Location identification items:
◇ ◇ ◇
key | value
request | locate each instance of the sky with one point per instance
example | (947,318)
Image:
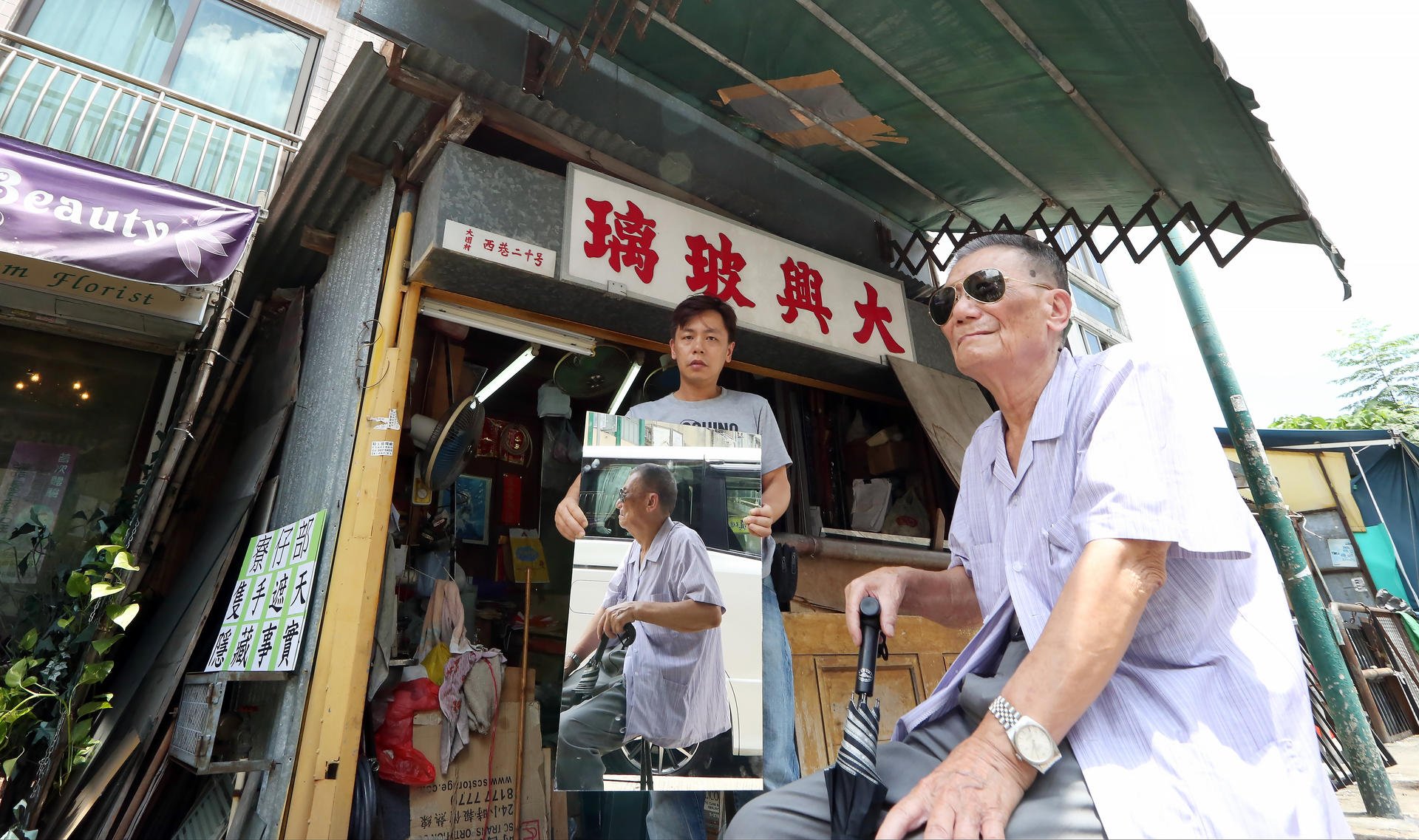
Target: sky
(1337,84)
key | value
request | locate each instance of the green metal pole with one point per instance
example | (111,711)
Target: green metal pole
(1351,727)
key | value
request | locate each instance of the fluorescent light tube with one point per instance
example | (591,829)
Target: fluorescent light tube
(486,392)
(625,388)
(510,327)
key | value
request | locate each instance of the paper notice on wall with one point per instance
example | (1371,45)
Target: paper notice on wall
(527,555)
(265,622)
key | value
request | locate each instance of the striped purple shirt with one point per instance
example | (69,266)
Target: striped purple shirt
(1205,730)
(676,687)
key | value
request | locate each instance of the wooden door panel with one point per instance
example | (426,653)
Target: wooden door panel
(825,673)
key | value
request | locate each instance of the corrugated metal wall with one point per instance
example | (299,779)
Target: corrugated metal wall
(317,456)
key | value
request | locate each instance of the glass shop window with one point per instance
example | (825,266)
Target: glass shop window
(71,413)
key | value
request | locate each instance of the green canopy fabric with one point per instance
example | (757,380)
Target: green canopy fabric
(1154,107)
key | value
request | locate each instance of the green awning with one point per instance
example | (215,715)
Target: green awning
(1019,114)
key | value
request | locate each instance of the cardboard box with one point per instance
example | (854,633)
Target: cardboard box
(479,785)
(888,457)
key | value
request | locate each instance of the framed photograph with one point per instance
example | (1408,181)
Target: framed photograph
(472,501)
(717,482)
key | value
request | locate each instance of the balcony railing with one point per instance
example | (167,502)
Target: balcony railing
(67,103)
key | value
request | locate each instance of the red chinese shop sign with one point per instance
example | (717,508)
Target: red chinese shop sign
(632,242)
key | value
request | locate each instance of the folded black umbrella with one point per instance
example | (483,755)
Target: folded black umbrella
(854,791)
(585,686)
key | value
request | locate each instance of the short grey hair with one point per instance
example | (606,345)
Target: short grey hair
(660,482)
(1047,263)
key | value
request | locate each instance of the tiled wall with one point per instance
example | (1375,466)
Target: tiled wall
(338,43)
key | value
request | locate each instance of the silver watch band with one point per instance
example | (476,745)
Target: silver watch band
(1005,713)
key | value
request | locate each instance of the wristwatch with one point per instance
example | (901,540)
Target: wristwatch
(1032,742)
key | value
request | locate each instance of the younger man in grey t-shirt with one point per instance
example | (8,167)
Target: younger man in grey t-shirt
(703,344)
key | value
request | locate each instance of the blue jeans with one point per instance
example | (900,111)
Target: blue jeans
(680,815)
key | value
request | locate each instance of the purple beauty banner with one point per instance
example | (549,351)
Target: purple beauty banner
(69,209)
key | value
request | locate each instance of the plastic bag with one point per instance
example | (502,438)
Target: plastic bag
(435,661)
(399,761)
(907,517)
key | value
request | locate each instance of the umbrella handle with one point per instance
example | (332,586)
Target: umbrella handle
(869,618)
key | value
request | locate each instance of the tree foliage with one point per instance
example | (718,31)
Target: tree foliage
(1383,378)
(1381,371)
◇ ◇ ◇
Repeat verbatim all the material, but not the pictures.

key | value
request | locate each instance of the sky with one point per instance
example | (947,318)
Image:
Target: sky
(1337,84)
key | value
request | locate each instance of the green metal pole with one point per instance
example | (111,711)
Target: green metal pole
(1351,727)
key | value
request | locate each instance of the fluorescent light tube with one point per instance
example | (591,829)
Target: fluorescent light tube
(486,392)
(625,388)
(510,327)
key | value
request | locate each instance of the paper notice on wall with one point per instance
example | (1371,45)
Target: paper notice on wall
(527,555)
(265,622)
key | value
request | locate each instance of the striped purple shirt with one point per instance
example | (69,266)
Target: striped purple shirt
(1205,730)
(676,687)
key | value
request | locate each instance of the wooden door panel with one point per instance
example | (426,653)
Target: wooden door panel
(825,673)
key | value
request | locate each instance of the corrugated metal wall with one point per instance
example | (299,779)
Target: corrugated metal wall
(317,456)
key | value
request | locate each instance of the glass shop window with one point per instance
example | (825,266)
Target: glass shop window
(71,413)
key | value
request | locate each instance of the green canopy fabric with one point per instance
example | (757,380)
Target: green canopy fabric
(1154,107)
key | value
request | locate each instance of the green awning with one point per instance
example | (215,715)
Target: green awning
(1019,114)
key | value
request | locate each instance of the cardboard box with one point per instance
example | (854,633)
Target: cardboard box
(479,785)
(888,457)
key | value
request | locate each instance of the framed photograph with one point per instance
example | (1408,181)
Target: framed photograph
(472,501)
(717,482)
key | value
request | locate each instance of the balcony railing with one point per instance
example | (167,502)
Target: balcony railing
(67,103)
key | value
request | locate each instance of the red chinese shop sign with one point per instance
example | (717,508)
Target: red chinese shop sign
(632,242)
key | value
request | locate each instance of the folded black umbrella with one point per instance
example | (483,755)
Target: folded black umbrella
(854,791)
(585,686)
key | value
request | locate each instance of the short grey hair with one point per instance
example | (606,345)
Target: short grey hair
(660,482)
(1047,263)
key | value
request | locate each instance of the tiled wall with one point per instance
example | (1375,466)
Target: tiled wall
(338,43)
key | value
request | locate each instance of the silver watch band with one point per instance
example | (476,745)
Target: silver watch band
(1005,713)
key | value
request | locate each instance of the wristwatch with one point per instance
example | (901,540)
Target: wristwatch
(1032,742)
key | value
request | locate each instance of the younger man in grey t-shirt with one point per instance
example | (8,167)
Target: younger man in grey t-shirt
(703,344)
key | value
request | locate each instance of the blue jeans with one point per instance
example | (900,111)
Target: blue jeans
(680,815)
key | value
request | locate each instance of the purple beauty banner with one point per instance
example | (549,351)
Target: purple beauty banner
(69,209)
key | value
request | locate each instance of the plastic bag with one point per instance
example | (502,438)
Target: plastic bag
(435,661)
(399,761)
(907,517)
key | value
request | locate each instance of the umbrella handle with one point per instance
example | (332,586)
Target: umbrella handle
(869,618)
key | value
request | locate each instance of the tree foliage with one point per instance
example | (718,31)
Target: tree foliage
(1383,378)
(1381,371)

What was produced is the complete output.